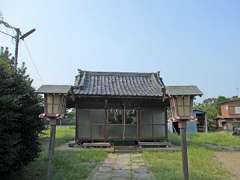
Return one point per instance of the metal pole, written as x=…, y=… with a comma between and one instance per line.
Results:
x=51, y=148
x=16, y=46
x=182, y=126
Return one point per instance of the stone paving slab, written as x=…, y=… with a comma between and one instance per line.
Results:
x=122, y=166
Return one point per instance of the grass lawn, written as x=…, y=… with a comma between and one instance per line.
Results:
x=202, y=163
x=68, y=164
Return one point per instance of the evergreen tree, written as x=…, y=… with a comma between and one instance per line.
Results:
x=19, y=123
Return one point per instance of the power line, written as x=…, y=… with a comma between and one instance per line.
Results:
x=31, y=59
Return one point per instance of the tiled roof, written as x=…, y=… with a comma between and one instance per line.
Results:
x=183, y=90
x=117, y=84
x=56, y=89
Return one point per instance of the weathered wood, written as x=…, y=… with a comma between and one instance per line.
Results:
x=100, y=144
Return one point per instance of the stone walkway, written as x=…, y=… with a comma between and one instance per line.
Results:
x=122, y=166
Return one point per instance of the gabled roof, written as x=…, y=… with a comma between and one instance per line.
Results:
x=94, y=83
x=54, y=89
x=234, y=99
x=183, y=90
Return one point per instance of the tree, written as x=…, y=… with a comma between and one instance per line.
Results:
x=19, y=123
x=211, y=107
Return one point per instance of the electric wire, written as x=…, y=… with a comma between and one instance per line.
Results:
x=31, y=59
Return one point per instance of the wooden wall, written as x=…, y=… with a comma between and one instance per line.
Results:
x=92, y=122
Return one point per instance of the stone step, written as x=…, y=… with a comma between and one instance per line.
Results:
x=153, y=144
x=96, y=145
x=125, y=149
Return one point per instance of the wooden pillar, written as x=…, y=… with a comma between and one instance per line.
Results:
x=182, y=126
x=52, y=123
x=206, y=123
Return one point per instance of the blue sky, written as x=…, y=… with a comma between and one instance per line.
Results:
x=189, y=42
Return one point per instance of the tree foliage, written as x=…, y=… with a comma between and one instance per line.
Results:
x=211, y=107
x=19, y=122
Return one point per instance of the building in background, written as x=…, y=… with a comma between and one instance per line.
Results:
x=229, y=115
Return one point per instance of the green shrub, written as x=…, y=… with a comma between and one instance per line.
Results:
x=19, y=122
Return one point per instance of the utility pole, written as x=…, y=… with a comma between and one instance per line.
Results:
x=182, y=126
x=17, y=38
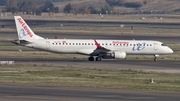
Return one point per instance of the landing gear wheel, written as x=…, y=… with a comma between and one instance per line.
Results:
x=91, y=58
x=98, y=59
x=155, y=59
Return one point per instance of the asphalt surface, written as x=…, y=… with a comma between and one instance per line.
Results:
x=12, y=92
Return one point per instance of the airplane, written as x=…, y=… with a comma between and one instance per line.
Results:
x=101, y=49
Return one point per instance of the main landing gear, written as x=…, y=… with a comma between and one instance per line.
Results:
x=92, y=58
x=155, y=58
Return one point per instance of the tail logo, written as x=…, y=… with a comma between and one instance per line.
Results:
x=22, y=33
x=25, y=28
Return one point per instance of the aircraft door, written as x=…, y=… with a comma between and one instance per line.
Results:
x=155, y=46
x=47, y=44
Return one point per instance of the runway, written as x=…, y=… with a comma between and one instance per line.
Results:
x=166, y=66
x=12, y=92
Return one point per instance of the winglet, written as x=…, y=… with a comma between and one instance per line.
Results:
x=97, y=44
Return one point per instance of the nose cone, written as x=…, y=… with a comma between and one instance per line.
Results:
x=170, y=50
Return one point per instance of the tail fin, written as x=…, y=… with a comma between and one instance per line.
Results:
x=24, y=31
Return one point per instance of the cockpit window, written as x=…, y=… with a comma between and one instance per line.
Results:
x=163, y=45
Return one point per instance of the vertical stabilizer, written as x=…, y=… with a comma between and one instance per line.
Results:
x=24, y=31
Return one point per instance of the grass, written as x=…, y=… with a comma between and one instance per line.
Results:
x=86, y=77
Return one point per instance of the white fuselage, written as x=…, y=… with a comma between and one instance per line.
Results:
x=87, y=47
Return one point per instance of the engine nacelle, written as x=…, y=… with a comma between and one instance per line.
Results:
x=115, y=55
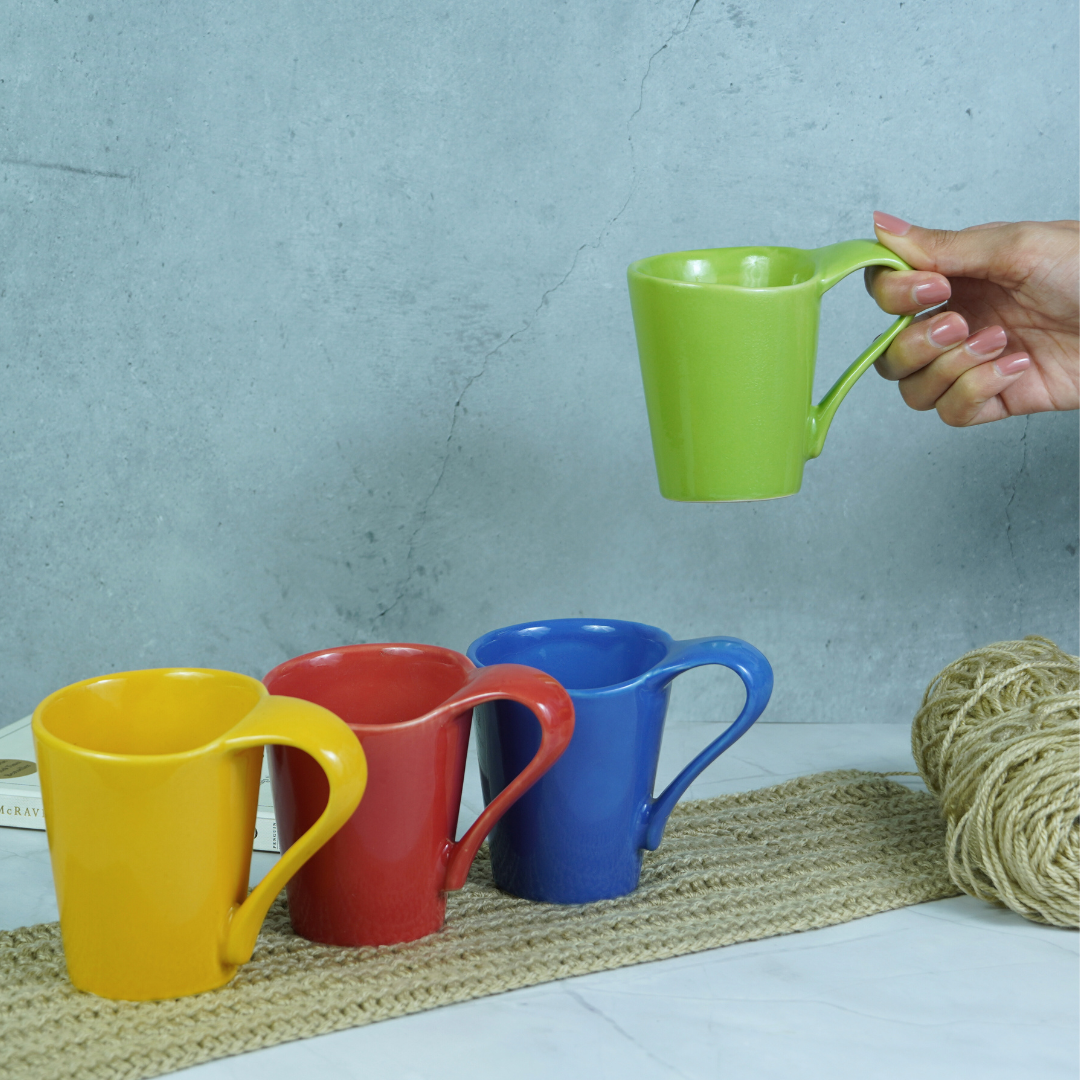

....

• _TASK GOAL_:
Format every line of the listing above as a numbered list, skipping blank lines and leaving out the pictures.

• _IN RESPONSE_:
1. Return one point per instance of the metal pole, written as x=…, y=… with a comma between and one instance per line.
2. Results:
3. x=51, y=148
4. x=16, y=46
5. x=182, y=126
6. Return one point per instance of the stone paving slab, written as x=…, y=… with a comma between and one instance per line.
7. Results:
8. x=122, y=166
9. Return one point per instance of the grass lawn, written as x=…, y=… with a comma between and one instance per line.
10. Results:
11. x=202, y=163
12. x=68, y=164
13. Return one point per instance of the evergreen tree, written as x=…, y=… with a comma between and one instance per line.
14. Results:
15. x=19, y=123
16. Return one point per instance of the power line, written as x=…, y=… with a comma between and one instance per line.
17. Results:
18. x=31, y=59
19. Return one point per instance of the tiled roof, written as x=…, y=… with a comma between and one instance per line.
20. Results:
21. x=183, y=90
22. x=117, y=84
23. x=56, y=89
24. Return one point per instance of the weathered wood, written as x=…, y=… with a comma between and one instance per line.
25. Results:
26. x=100, y=144
27. Return one point per instance of the stone walkway, written as x=…, y=… with a comma between and one instance per line.
28. Results:
29. x=122, y=166
30. Return one point per instance of the gabled roof, written as x=…, y=… with a comma between and one instance per line.
31. Results:
32. x=94, y=83
33. x=54, y=89
34. x=234, y=99
35. x=183, y=90
36. Return one point per instance of the tree, written as x=…, y=… with a comma between and one instance per line.
37. Results:
38. x=19, y=123
39. x=211, y=107
40. Return one point per instance of the electric wire, written as x=…, y=… with a comma between and one instance per line.
41. Results:
42. x=31, y=59
43. Return one point per instance of the wooden wall, written as x=…, y=… with a comma between and one instance per line.
44. Results:
45. x=92, y=122
46. Return one point per instance of the stone step, written as x=…, y=… with a comma between and one instance per line.
47. Results:
48. x=153, y=144
49. x=96, y=145
50. x=125, y=149
51. Return one point per instance of the wooden pillar, written as x=…, y=… with a comma between and one instance per line.
52. Results:
53. x=182, y=126
54. x=52, y=123
55. x=206, y=123
56. Return one point per instance of the blue sky, written as x=…, y=… with a comma between and one instance per line.
57. Results:
58. x=189, y=42
59. Return one point per instance of the tree foliage, written as x=…, y=… with a comma between and one instance per line.
60. Results:
61. x=211, y=107
62. x=19, y=122
63. Return one point per instance of the building in background, written as x=…, y=… with a comma between and one instance per line.
64. Results:
65. x=229, y=115
66. Return one point per instance of the green shrub, written as x=…, y=… with a comma between and one instance per line.
67. Results:
68. x=19, y=122
69. Return one point per instance of the utility pole, written as x=…, y=… with a comma between and one instance per line.
70. Results:
71. x=182, y=126
72. x=17, y=38
73. Return one point per instance of the landing gear wheel, written as x=…, y=… with a comma between and one instance per line.
74. Results:
75. x=91, y=58
76. x=98, y=59
77. x=155, y=59
78. Return one point per instance of the asphalt surface, written as x=…, y=… with a comma between and one instance per line.
79. Results:
80. x=12, y=92
81. Return one point per instance of the airplane, written as x=…, y=… with a comma between and one instance per line.
82. Results:
83. x=101, y=49
84. Return one point per instance of the main landing gear, written as x=…, y=… with a comma between and one instance per line.
85. Results:
86. x=92, y=58
87. x=155, y=58
88. Return one point per instance of the tail logo, written as x=…, y=… with a comma between and one instance per line.
89. Results:
90. x=22, y=33
91. x=25, y=28
92. Return one point per instance of the aircraft door, written as x=…, y=… with a comma between and one instance per line.
93. Results:
94. x=155, y=46
95. x=47, y=44
96. Return one point per instance of the runway, written as x=…, y=… with a comma between and one instance per line.
97. Results:
98. x=166, y=66
99. x=12, y=92
100. Return one point per instance of the winglet, written as x=…, y=… with a comma between and one instance per line.
101. Results:
102. x=97, y=44
103. Return one point per instance of the nose cone, written as x=…, y=… with a comma between and one instance per line.
104. Results:
105. x=170, y=50
106. Return one point per instance of the tail fin, written as x=…, y=… with a comma between and one instance per line.
107. Results:
108. x=24, y=31
109. Return one point per instance of the cockpit window, written as x=…, y=… with a comma between and one instance per line.
110. Results:
111. x=163, y=45
112. Return one point per instance of the vertical stabilizer, written as x=…, y=… with a comma between and one instance per line.
113. Results:
114. x=24, y=31
115. Return one point per instance of the grass, written as x=…, y=… with a comma between and one instance per line.
116. Results:
117. x=86, y=77
118. Return one point per instance of the white fuselage, written as x=…, y=… with a comma between and one instance per line.
119. Results:
120. x=87, y=47
121. Return one point per instance of the engine nacelle, written as x=…, y=… with a comma between and one instance per line.
122. Results:
123. x=115, y=55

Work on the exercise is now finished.